▶ _What you will do_:
Within the data that follows, how many lines contain the word "below"? Reply with only the number.

┏━━

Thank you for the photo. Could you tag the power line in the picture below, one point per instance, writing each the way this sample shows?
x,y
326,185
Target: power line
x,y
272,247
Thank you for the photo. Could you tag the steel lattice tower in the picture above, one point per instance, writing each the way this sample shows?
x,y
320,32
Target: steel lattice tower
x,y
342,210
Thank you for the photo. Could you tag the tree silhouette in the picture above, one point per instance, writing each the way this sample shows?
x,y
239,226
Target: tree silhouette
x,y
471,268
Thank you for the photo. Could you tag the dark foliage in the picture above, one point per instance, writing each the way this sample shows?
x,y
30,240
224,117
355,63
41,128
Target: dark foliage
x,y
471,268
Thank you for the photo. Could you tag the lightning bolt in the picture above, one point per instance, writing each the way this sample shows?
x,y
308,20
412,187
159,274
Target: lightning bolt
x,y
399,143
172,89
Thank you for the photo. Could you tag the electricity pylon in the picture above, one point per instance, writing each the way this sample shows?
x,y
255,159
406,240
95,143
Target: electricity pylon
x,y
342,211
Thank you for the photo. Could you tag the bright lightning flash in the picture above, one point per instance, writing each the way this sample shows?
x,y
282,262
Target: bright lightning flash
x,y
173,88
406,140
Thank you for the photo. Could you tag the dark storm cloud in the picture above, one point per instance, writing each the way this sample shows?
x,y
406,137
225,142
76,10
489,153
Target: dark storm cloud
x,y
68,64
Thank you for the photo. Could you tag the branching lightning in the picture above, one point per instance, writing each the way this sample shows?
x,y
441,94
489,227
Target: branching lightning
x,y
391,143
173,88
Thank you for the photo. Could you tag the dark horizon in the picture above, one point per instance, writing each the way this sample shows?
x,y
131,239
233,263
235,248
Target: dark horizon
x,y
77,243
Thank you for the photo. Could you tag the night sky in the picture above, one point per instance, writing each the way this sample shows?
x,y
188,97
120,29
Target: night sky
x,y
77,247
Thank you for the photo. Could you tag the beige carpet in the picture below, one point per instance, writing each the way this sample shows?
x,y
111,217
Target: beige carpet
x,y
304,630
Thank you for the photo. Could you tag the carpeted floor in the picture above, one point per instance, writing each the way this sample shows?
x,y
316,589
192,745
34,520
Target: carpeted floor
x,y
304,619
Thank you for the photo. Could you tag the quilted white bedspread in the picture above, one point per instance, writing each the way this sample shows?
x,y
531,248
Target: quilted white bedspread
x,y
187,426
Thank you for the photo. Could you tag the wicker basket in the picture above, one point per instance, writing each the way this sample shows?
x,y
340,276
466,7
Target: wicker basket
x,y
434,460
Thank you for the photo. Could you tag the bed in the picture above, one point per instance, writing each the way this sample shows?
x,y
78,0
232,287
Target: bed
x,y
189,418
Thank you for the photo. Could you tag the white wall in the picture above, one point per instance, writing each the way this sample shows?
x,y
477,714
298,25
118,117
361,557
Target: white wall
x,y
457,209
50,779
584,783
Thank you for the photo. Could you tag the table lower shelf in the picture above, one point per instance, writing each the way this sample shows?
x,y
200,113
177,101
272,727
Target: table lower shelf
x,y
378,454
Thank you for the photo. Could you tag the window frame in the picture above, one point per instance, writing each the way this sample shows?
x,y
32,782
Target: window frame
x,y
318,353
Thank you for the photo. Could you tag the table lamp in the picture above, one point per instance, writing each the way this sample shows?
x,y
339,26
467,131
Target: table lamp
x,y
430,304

┗━━

▶ _Solution to the problem_:
2